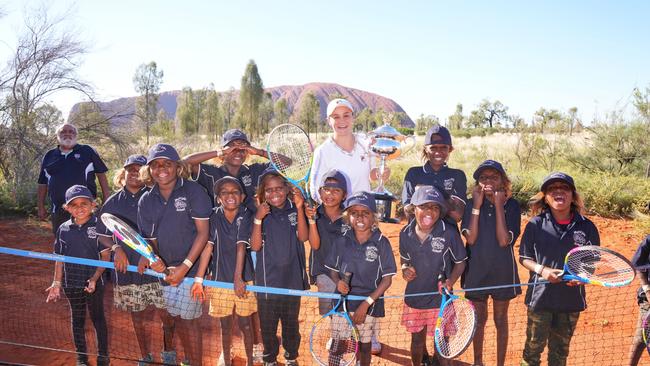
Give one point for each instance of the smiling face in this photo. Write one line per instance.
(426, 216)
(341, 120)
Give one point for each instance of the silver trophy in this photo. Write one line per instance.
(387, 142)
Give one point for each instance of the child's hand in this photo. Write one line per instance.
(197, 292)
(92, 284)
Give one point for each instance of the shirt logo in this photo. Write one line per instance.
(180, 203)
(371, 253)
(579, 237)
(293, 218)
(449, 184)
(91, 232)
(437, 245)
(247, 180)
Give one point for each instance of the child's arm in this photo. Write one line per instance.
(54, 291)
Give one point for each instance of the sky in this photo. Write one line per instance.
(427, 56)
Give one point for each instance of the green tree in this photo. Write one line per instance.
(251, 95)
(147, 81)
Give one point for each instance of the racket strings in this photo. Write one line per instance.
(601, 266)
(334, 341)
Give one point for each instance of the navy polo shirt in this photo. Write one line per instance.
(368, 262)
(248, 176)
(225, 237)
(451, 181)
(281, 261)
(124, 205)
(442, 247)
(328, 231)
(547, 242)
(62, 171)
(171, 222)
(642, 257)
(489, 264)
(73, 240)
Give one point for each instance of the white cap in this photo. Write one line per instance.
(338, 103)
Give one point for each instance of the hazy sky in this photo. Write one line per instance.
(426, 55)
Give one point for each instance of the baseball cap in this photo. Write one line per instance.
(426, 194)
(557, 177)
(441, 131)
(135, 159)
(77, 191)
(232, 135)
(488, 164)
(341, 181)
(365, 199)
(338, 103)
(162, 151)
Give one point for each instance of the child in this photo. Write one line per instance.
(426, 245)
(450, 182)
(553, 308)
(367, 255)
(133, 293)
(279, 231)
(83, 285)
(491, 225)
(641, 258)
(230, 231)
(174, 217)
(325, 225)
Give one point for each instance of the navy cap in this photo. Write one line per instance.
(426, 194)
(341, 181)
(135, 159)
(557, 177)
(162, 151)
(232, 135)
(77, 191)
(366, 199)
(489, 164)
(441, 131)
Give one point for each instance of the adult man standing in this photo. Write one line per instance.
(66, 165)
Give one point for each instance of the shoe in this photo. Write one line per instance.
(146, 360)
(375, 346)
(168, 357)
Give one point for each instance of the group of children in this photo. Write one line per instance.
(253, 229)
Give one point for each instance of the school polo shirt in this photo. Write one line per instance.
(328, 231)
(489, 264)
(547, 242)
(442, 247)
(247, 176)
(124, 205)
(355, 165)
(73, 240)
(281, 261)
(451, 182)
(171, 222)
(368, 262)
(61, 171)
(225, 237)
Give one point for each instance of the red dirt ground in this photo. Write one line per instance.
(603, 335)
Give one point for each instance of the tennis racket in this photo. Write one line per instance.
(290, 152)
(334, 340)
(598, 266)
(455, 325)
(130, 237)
--
▶ **Problem statement**
Repeat the material verbatim. Do not carry over any picture.

▶ **Completed task**
Give one point for each instance of the smiling face in this photo. Write one line per instance.
(426, 216)
(341, 120)
Give one point for each instance of the silver trophy in this photo. Write one line per instance.
(387, 142)
Give one point for each instance of the child's hand in this photo. Write one line per instance.
(197, 292)
(92, 284)
Give one point for each instance of the shirt logo in this photo. Write one line per instance.
(180, 203)
(371, 253)
(579, 237)
(293, 218)
(449, 184)
(91, 232)
(437, 245)
(247, 180)
Give one point for each instance of the child's arm in this photo. Write one line per instance.
(54, 291)
Give one point for each instance of the sky in this photo. Write one line per instance.
(427, 56)
Give one point for each instance of the green tree in this photo. Write one line per instance.
(251, 95)
(147, 81)
Give one point for each instance of the racket strings in this photo. Write one line per instance.
(601, 266)
(334, 341)
Give one point for each instance of the navy polo shirt in this photo. Write one line per instance.
(368, 262)
(248, 176)
(225, 237)
(451, 181)
(281, 261)
(124, 205)
(442, 247)
(328, 231)
(547, 242)
(62, 171)
(171, 222)
(642, 257)
(489, 264)
(73, 240)
Give one point for each instance of the white cap in this photo. Write one line per instance.
(338, 103)
Give one point for each instance of the hazy sky in this photo. Write one line per instance.
(426, 55)
Give one point for each instance of the baseball cap in this photo. Write one line per instance.
(426, 194)
(557, 177)
(441, 131)
(135, 159)
(77, 191)
(232, 135)
(488, 164)
(341, 181)
(365, 199)
(338, 103)
(162, 151)
Give one point for each instance of the child in this photo. Write one line per instance.
(426, 245)
(450, 182)
(553, 308)
(367, 255)
(133, 293)
(279, 231)
(83, 285)
(491, 225)
(641, 258)
(230, 231)
(174, 217)
(325, 225)
Give one point for each instance of the navy cap in this photo. Write one line per instance.
(426, 194)
(341, 181)
(135, 159)
(557, 177)
(162, 151)
(232, 135)
(77, 191)
(366, 199)
(489, 164)
(441, 131)
Give one point for each instance of the adult man standing in this photo. Write one line per instance.
(66, 165)
Give one point for each instance of the shoe in this photo. Write one line per instance.
(146, 360)
(375, 346)
(168, 357)
Give one point for each instance of the group of children in this photo. Write one line per instance.
(253, 229)
Give one point for each instance of the school polo shirt in this photo. Write one line per instance.
(328, 231)
(489, 264)
(547, 242)
(442, 247)
(247, 176)
(124, 205)
(355, 165)
(73, 240)
(281, 261)
(451, 182)
(171, 222)
(368, 262)
(61, 171)
(225, 237)
Give one point for each instance of the red dirt ground in this photo. Write one line per instance.
(603, 335)
Give one point for each instance of the tennis racket in this photo. Write one line per instance.
(290, 152)
(334, 340)
(598, 266)
(455, 325)
(130, 237)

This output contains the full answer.